** Start PROVIDED INFORMATION **
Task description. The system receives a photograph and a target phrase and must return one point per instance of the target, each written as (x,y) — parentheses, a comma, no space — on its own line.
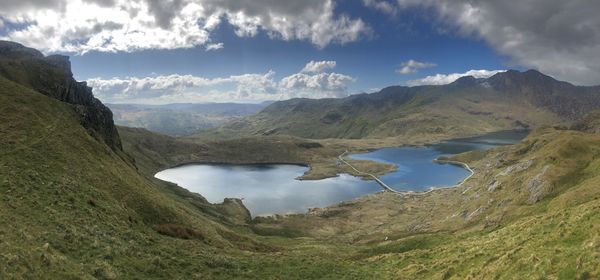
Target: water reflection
(272,188)
(267,189)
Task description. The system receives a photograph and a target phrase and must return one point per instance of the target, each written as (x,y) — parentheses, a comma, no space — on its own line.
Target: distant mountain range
(181,119)
(507,100)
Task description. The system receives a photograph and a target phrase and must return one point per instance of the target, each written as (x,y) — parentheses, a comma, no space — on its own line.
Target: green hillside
(74,205)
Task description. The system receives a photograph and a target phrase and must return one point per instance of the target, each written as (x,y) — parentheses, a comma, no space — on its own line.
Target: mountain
(181,119)
(590,123)
(52,76)
(467,106)
(74,205)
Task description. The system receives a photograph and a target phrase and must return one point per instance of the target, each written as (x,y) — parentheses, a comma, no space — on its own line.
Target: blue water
(272,188)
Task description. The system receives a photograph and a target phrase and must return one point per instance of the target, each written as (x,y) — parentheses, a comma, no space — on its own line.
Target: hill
(75,205)
(181,119)
(468,106)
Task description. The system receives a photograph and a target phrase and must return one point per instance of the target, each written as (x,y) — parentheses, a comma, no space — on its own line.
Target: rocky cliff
(52,76)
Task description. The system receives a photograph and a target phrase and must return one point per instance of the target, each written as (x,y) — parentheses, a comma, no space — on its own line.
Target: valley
(78,196)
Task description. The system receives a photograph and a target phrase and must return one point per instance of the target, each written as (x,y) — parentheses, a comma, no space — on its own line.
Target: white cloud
(560,38)
(214,47)
(129,25)
(325,82)
(382,6)
(318,66)
(413,66)
(238,88)
(443,79)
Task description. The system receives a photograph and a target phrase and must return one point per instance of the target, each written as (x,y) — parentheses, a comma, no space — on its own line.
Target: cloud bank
(81,26)
(443,79)
(413,66)
(560,38)
(238,88)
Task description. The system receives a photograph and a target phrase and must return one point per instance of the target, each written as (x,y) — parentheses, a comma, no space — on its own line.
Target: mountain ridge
(52,76)
(506,100)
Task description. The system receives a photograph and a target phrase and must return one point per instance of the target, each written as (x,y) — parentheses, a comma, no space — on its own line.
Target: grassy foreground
(74,208)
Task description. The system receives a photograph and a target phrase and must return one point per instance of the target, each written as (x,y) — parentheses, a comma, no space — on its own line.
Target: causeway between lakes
(272,189)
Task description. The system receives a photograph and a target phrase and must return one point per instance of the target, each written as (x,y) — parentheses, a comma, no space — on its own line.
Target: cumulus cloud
(413,66)
(318,66)
(214,47)
(560,38)
(443,79)
(382,6)
(128,25)
(237,88)
(325,82)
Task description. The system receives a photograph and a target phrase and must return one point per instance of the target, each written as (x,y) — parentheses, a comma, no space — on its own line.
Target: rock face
(52,76)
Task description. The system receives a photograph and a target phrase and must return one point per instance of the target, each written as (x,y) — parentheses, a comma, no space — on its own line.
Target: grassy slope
(71,206)
(415,113)
(74,208)
(475,231)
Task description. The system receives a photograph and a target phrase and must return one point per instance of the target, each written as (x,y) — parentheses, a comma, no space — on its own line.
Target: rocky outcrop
(52,76)
(590,123)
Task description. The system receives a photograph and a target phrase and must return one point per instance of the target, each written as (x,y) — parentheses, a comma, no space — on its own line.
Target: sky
(180,51)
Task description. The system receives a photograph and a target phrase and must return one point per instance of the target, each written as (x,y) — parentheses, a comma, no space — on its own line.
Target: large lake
(272,189)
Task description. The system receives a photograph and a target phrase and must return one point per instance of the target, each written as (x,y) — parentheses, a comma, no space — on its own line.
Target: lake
(272,189)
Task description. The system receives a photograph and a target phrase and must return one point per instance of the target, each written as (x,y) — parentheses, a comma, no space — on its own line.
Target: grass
(74,208)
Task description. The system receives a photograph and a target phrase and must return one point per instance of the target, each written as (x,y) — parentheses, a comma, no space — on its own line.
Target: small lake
(272,189)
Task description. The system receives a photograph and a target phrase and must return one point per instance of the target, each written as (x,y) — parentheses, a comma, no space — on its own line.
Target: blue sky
(373,60)
(145,51)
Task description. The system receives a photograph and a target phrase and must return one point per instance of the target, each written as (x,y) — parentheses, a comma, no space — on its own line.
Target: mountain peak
(52,76)
(13,49)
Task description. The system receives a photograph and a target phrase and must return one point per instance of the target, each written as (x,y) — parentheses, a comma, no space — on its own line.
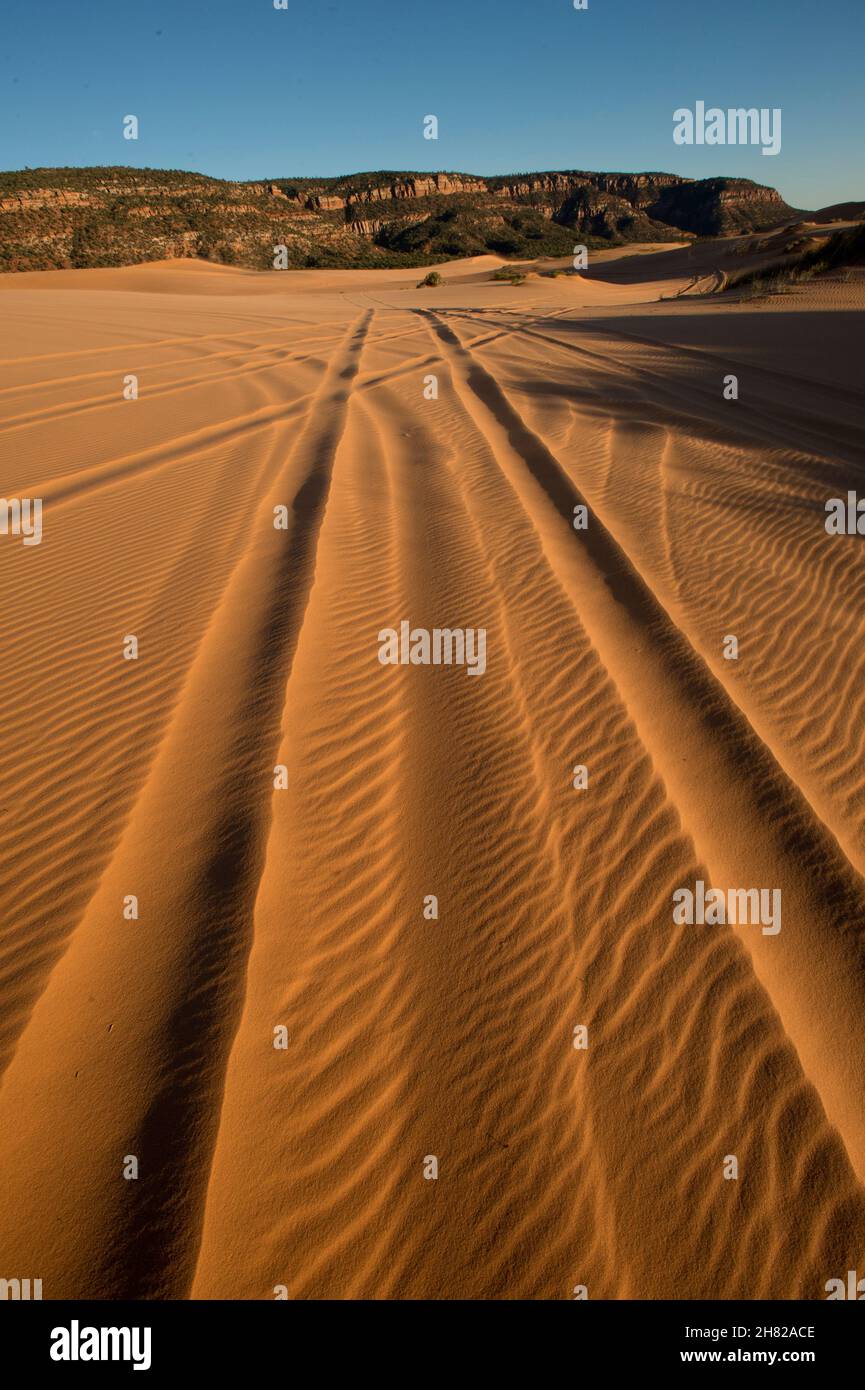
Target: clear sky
(238,89)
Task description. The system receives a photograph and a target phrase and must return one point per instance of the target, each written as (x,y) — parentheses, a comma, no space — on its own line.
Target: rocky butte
(79,217)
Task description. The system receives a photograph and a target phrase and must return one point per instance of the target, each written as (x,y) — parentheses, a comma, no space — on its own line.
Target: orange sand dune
(283,805)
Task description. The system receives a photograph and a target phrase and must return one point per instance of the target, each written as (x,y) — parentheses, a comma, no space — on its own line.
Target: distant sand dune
(303,906)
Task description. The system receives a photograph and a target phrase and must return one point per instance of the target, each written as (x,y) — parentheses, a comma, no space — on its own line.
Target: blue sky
(237,89)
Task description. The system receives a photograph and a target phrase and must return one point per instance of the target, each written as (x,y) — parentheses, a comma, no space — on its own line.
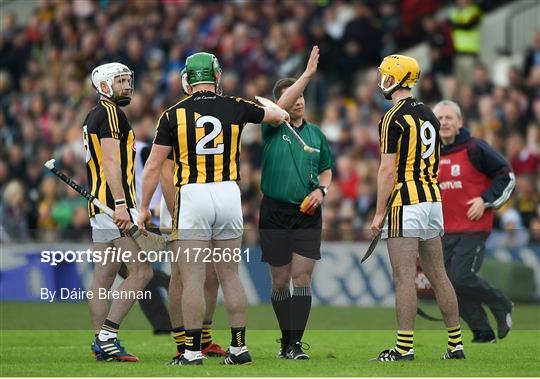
** End PROVIDED INFORMATION **
**PROMPT**
From the material above, extract every line that contains the string "rocky" and list those lines in order.

**RESULT OF THIS TASK**
Target: rocky cliff
Target: rocky outcrop
Target: rocky butte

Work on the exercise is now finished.